Exercise 1 -> Rewrite the stretch from "Besides the gardens" through "hundred years old." in the passage on the Costa i Llobera gardens, swapping "palm trees" for "cypress trees".
Exercise 2 -> According to the passage on the Costa i Llobera gardens, how much warmer are average temperatures in the middle of the gardens than in the rest of the area?
##### Passage #####
Besides the gardens offer a wide variety of trees that are typical of the Mediterranean climates as well as other subtropical trees. One can find up to 12 different species of palm trees, olive and fig trees, and the like. Many of the subtropical trees are several hundred years old.

Some special species the garden offers are:
- Drago: a subtropical tree
- Pitas: a typical Mexican plant
- Xanthorrhoea: a native Australian plant
- Cereus jamacaru: a Brazilian cactus
- Aloe brevifolia: a cactus that originates in South Africa

== Artistic elements ==
The Mossén Costa i Llobera gardens displays many decorative and artistic elements. Among them is a pergola and many sculptures by Catalan artists, such as:
- L'au dels temporals, el Pi de Formentor by Joaquim Ros i Bofarull, which pays tribute to Costa i Llobera's poem, The Pine of Formentor
- La Puntaire by Josep Viladomat, located on a mountain outcrop that serves as a stunning viewpoint
- A Joan Pañella by Meritxell Duran, dedicated to cactus enthusiast Joan Pañella

== Climate ==
Thanks to its convenient location at the foot of the Montjuïc Mountain and next to the sea, temperatures in the middle of the gardens average two or three degrees Celsius higher than those in the rest of the area. This microclimate protects the species that are contained within the gardens. It is also protected from the intense winds that often affect the area.
##### Records #####
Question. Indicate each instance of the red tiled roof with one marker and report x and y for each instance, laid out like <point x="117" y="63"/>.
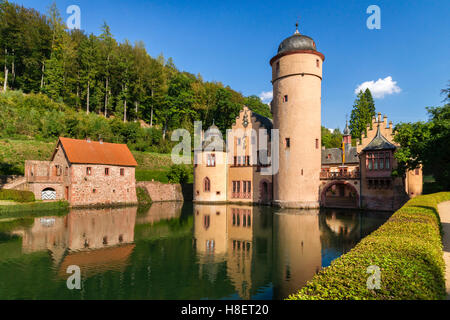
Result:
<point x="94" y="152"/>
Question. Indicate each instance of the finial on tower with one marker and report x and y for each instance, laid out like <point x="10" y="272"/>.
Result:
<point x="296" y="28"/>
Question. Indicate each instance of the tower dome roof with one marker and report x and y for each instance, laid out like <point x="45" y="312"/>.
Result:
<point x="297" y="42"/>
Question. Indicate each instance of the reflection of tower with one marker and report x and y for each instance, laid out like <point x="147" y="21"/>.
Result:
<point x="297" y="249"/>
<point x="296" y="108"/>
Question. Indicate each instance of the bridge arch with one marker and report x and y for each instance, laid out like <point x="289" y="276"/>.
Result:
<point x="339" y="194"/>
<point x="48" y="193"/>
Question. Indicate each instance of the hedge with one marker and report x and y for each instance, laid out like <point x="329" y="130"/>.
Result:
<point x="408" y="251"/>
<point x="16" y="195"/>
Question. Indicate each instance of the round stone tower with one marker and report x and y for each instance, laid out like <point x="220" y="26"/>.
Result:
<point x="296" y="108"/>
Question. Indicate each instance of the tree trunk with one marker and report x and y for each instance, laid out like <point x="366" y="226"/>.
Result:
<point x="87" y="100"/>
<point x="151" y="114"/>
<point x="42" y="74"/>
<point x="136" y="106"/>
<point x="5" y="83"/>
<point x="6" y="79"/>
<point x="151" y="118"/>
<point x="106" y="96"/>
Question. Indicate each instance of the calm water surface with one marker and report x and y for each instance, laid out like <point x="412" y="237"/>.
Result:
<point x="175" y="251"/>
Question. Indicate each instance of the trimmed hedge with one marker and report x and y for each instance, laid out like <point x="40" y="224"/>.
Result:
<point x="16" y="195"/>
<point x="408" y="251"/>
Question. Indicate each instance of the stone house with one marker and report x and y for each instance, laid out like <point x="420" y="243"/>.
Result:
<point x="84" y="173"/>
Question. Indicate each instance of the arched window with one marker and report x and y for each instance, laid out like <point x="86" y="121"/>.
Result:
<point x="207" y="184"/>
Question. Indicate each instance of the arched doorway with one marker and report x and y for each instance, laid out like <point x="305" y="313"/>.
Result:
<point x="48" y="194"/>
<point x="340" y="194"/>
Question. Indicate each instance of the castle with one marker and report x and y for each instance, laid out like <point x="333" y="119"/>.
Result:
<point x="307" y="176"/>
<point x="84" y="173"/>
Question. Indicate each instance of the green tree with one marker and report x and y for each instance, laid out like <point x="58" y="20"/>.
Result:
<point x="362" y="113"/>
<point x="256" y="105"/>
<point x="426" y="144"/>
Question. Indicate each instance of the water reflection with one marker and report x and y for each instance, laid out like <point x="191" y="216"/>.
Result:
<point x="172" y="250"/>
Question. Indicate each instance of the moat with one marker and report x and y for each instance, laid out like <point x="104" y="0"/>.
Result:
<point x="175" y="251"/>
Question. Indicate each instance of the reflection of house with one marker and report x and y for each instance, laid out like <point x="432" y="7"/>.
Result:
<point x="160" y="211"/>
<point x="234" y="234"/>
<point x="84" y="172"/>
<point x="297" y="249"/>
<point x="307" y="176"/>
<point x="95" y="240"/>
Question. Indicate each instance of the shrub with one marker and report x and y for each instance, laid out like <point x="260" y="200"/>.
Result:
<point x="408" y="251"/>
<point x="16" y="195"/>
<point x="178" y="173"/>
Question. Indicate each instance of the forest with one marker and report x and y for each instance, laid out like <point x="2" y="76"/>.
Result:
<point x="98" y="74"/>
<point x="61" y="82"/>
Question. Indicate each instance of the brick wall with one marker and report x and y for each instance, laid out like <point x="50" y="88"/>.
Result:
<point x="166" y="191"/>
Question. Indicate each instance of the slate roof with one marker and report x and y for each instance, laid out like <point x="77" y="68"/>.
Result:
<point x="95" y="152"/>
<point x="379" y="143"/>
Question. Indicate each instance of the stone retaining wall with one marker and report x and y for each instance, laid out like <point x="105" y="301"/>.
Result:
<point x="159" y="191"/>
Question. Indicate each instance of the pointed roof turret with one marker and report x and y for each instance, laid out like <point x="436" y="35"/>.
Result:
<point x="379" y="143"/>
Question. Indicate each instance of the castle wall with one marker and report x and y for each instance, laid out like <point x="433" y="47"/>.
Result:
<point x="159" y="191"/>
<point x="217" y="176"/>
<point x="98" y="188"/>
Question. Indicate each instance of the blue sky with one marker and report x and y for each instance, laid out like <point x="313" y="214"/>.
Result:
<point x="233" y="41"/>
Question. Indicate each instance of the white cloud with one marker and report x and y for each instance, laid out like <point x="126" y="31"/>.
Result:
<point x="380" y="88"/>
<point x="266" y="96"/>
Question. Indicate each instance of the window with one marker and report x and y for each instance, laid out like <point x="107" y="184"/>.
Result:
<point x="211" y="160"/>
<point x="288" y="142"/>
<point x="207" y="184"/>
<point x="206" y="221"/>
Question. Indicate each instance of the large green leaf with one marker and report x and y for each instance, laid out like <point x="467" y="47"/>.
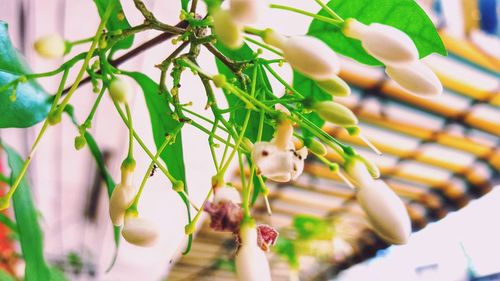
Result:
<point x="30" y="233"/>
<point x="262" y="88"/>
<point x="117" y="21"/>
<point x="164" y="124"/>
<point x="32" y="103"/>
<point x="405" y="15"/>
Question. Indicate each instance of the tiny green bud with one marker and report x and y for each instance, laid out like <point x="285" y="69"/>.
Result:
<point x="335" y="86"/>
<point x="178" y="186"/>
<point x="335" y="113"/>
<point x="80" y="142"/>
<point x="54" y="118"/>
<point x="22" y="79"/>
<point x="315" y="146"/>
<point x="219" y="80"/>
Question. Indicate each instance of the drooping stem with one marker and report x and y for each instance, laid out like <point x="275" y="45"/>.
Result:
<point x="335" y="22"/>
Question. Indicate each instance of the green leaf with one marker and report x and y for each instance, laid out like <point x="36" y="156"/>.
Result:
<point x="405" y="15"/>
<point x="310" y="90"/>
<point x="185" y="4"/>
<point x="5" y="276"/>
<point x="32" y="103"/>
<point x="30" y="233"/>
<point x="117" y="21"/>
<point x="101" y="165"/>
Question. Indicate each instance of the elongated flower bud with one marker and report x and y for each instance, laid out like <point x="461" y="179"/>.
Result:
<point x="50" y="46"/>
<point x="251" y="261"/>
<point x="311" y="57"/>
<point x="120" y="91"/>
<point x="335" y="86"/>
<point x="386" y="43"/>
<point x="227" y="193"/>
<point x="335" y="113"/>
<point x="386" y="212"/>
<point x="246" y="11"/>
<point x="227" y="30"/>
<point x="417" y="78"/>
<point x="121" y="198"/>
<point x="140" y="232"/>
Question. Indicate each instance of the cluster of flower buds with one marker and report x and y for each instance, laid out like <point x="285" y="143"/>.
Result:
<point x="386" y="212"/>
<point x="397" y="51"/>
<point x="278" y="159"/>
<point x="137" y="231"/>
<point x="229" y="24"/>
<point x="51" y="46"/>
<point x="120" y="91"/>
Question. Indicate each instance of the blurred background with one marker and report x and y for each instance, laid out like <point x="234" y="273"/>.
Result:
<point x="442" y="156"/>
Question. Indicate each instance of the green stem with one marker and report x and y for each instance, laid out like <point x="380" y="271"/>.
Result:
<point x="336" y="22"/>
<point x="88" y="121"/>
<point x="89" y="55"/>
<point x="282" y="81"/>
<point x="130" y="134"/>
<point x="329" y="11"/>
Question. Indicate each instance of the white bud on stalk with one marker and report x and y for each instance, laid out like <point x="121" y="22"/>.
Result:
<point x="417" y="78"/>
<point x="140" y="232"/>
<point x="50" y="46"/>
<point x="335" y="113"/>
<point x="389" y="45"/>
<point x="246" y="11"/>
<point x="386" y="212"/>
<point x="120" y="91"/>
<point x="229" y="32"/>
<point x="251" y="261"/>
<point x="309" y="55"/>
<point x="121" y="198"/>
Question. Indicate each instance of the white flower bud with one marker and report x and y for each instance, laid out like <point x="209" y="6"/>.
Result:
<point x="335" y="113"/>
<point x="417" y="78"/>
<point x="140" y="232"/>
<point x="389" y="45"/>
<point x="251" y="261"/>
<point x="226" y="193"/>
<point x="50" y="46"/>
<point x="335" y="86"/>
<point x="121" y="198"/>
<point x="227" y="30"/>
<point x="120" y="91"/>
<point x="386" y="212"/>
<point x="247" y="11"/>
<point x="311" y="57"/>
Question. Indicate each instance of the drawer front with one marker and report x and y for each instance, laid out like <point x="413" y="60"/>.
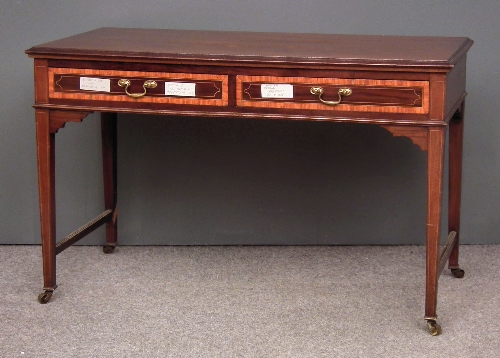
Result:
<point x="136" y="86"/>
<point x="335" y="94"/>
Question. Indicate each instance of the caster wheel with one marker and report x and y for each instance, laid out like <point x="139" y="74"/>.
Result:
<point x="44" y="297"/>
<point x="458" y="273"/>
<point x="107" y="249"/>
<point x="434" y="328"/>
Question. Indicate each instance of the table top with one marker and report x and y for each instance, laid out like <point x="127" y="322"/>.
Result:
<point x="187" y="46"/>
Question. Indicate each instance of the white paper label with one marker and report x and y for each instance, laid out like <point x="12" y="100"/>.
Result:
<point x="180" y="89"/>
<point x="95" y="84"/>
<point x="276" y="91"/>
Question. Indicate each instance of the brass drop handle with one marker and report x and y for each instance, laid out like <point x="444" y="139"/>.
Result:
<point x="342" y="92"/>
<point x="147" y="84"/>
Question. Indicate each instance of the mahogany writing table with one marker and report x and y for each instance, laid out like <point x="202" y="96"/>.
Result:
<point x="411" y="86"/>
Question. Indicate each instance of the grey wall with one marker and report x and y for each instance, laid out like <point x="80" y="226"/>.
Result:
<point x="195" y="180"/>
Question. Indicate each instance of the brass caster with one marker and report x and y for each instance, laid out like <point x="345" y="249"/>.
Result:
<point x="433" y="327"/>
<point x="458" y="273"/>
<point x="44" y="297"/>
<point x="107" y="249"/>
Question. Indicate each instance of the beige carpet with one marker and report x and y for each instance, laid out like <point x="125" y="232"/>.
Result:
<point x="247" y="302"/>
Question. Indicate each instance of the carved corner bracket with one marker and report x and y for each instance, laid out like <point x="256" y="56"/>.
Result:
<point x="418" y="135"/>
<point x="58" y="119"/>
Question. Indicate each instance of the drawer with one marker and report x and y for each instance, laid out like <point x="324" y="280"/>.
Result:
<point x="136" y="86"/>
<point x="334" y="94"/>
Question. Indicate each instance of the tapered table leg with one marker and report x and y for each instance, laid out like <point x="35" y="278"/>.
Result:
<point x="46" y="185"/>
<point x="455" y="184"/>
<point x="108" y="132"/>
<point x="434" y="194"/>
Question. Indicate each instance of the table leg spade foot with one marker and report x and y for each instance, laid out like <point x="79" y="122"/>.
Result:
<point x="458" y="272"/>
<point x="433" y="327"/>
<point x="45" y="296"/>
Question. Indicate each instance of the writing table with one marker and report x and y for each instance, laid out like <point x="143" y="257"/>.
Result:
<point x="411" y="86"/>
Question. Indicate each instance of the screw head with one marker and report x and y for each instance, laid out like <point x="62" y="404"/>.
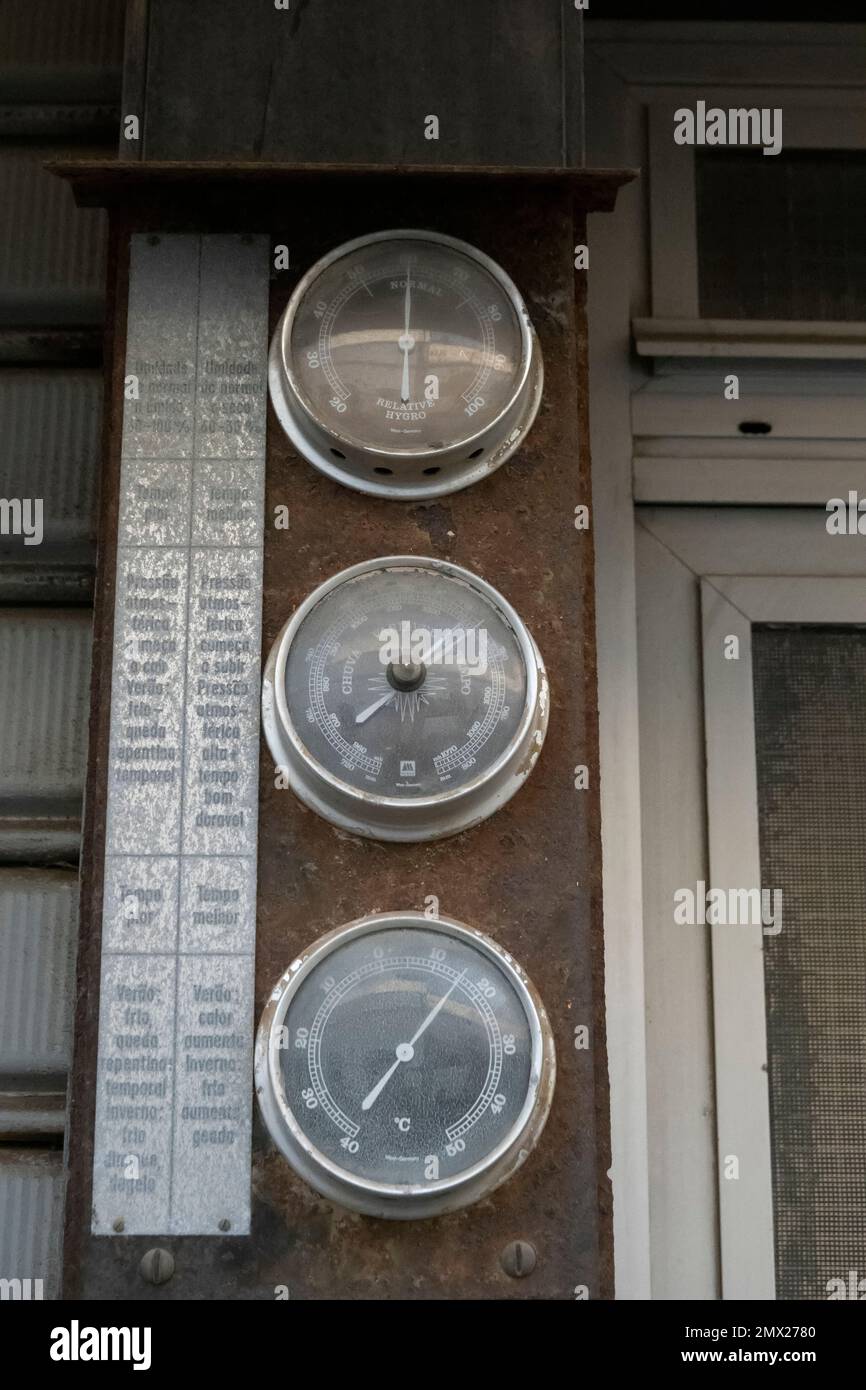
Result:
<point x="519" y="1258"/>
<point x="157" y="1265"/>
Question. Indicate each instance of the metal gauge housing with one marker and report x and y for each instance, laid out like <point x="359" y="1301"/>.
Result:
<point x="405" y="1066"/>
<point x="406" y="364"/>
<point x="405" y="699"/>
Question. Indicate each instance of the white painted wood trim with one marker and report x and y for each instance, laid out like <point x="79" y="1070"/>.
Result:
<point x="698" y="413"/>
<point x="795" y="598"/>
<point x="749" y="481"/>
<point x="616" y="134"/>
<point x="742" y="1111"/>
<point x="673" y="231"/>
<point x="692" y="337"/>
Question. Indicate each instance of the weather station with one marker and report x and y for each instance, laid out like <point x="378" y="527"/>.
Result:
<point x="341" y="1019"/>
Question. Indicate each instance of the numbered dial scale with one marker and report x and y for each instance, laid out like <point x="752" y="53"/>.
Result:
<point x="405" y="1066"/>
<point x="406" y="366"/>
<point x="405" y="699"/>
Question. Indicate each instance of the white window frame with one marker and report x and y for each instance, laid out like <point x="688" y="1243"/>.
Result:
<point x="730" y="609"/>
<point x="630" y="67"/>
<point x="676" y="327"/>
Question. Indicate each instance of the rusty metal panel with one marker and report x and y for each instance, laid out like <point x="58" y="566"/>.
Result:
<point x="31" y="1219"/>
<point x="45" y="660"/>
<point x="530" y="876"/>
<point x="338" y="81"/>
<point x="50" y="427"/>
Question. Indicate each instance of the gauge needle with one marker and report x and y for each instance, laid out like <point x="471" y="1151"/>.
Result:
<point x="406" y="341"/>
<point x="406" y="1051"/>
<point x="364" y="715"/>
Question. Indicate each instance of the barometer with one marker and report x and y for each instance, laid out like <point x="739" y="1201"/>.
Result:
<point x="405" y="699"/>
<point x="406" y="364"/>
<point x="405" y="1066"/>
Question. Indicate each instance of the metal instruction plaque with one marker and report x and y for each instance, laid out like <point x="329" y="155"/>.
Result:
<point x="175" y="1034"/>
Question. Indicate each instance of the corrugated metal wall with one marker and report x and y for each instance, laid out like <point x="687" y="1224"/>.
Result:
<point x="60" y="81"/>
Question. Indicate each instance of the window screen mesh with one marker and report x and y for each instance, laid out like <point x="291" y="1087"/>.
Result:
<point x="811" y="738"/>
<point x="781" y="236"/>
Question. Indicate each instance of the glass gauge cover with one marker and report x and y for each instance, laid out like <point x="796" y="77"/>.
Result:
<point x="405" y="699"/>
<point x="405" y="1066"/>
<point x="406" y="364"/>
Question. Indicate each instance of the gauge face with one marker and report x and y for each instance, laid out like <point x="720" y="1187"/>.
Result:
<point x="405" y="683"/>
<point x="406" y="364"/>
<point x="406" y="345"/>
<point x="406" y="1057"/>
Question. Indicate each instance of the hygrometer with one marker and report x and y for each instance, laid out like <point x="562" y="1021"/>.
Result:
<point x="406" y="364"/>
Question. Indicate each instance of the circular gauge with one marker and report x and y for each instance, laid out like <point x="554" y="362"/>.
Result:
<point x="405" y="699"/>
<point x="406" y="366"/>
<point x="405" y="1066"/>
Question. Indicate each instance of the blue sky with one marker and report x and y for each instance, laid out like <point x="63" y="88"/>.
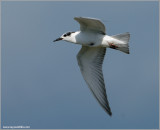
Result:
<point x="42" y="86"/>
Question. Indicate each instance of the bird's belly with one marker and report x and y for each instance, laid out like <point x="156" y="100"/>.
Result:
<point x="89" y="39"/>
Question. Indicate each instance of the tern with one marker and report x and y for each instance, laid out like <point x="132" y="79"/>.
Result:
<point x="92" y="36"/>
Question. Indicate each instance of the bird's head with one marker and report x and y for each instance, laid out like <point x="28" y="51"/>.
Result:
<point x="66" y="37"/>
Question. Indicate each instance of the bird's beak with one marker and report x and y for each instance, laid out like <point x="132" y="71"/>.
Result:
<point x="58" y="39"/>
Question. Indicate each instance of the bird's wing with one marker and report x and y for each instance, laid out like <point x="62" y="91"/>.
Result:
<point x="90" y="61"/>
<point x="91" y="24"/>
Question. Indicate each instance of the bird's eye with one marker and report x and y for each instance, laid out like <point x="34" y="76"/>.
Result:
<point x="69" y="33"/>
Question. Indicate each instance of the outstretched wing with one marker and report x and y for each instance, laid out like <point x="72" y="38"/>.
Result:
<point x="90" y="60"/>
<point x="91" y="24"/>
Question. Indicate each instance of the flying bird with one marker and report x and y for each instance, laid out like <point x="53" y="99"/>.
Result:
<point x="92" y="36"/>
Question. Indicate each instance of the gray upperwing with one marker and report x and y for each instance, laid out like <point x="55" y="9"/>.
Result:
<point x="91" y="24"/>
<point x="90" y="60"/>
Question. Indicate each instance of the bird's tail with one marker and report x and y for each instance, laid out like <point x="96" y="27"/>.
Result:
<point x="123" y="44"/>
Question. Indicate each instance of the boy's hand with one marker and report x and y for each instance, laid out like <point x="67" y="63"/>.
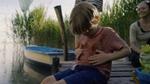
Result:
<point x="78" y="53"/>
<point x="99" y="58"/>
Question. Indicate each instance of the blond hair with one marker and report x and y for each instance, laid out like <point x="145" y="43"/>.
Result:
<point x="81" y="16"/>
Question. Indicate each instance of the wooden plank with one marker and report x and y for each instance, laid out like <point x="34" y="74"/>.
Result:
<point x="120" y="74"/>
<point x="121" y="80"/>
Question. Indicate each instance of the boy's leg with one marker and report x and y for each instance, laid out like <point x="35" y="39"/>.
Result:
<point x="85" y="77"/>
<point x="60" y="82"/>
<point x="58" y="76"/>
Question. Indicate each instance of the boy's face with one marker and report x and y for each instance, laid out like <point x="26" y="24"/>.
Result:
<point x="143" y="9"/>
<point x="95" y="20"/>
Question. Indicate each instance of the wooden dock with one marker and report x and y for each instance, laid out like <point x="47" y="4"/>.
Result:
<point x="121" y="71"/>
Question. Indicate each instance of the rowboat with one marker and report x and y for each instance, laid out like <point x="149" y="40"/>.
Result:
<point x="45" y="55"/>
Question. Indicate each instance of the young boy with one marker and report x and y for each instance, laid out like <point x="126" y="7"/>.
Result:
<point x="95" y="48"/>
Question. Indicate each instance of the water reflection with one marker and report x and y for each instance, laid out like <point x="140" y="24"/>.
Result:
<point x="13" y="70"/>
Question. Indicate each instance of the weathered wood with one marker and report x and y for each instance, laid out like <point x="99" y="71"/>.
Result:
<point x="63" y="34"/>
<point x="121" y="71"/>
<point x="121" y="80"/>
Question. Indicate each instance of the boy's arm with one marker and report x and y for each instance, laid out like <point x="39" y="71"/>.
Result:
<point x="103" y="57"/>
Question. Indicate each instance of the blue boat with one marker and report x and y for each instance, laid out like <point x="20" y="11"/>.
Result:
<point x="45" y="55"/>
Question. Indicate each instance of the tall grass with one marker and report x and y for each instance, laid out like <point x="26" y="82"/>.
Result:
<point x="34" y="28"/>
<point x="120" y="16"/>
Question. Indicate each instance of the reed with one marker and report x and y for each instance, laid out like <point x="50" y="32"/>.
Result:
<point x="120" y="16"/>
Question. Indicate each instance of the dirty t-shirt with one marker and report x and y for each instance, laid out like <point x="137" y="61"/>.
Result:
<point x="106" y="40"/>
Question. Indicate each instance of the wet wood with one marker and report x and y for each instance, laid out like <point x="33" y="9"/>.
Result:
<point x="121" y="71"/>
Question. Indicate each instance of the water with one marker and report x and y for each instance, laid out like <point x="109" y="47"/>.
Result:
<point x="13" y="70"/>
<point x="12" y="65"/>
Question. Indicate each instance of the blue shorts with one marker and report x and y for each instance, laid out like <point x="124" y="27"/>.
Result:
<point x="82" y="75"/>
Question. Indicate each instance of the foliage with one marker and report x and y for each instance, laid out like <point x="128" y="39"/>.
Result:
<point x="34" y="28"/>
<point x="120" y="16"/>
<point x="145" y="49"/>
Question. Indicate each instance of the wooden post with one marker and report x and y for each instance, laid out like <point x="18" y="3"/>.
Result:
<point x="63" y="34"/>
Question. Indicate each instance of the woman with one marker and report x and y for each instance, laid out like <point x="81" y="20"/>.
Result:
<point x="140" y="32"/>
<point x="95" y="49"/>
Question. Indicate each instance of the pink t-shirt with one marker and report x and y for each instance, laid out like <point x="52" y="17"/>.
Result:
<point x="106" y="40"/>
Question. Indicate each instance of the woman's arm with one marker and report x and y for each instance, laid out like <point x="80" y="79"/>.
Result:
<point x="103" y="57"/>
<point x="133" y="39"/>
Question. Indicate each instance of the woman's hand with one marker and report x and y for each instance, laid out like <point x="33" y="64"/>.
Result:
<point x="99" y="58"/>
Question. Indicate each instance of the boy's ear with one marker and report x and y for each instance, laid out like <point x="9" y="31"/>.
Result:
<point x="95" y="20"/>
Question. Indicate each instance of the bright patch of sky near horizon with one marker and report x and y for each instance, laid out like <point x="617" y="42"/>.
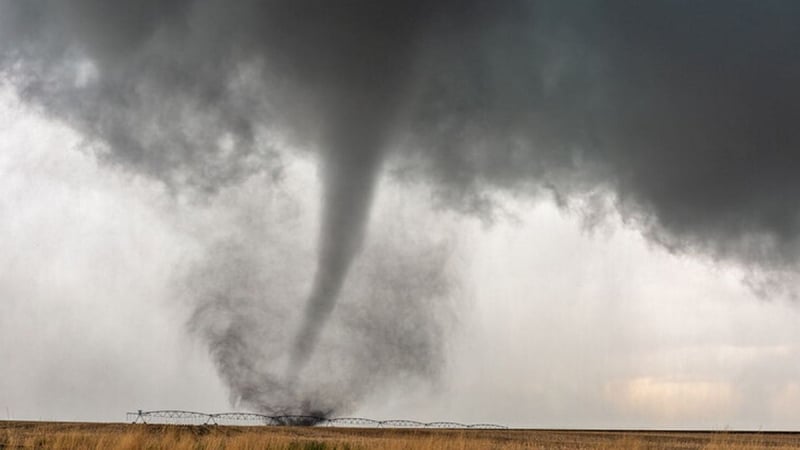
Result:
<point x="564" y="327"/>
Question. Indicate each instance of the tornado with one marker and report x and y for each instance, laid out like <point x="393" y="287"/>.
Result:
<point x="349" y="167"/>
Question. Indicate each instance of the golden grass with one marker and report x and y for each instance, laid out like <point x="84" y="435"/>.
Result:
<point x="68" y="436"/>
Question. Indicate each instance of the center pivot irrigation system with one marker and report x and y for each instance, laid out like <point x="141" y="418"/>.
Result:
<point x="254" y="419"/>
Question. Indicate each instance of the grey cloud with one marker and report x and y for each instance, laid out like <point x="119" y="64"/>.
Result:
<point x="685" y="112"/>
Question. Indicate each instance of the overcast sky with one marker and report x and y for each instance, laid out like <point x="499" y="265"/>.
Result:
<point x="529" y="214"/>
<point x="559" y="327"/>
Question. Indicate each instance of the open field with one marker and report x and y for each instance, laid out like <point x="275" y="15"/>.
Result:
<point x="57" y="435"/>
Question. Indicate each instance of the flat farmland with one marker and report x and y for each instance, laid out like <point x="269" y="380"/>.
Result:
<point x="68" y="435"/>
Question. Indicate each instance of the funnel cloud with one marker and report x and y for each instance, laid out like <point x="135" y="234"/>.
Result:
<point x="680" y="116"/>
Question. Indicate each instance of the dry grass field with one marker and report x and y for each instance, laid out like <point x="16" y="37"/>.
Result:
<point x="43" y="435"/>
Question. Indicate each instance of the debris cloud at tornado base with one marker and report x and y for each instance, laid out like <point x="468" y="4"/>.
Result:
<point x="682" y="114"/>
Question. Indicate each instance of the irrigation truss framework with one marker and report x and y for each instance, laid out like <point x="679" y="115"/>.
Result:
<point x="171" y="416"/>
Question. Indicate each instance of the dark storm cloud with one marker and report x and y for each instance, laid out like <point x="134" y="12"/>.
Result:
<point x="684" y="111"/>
#####
Answer space 1 ->
Besides the gardens offer a wide variety of trees that are typical of the Mediterranean climates as well as other subtropical trees. One can find up to 12 different species of cypress trees, olive and fig trees, and the like. Many of the subtropical trees are several hundred years old.

Answer space 2 -> Two or three degrees Celsius higher.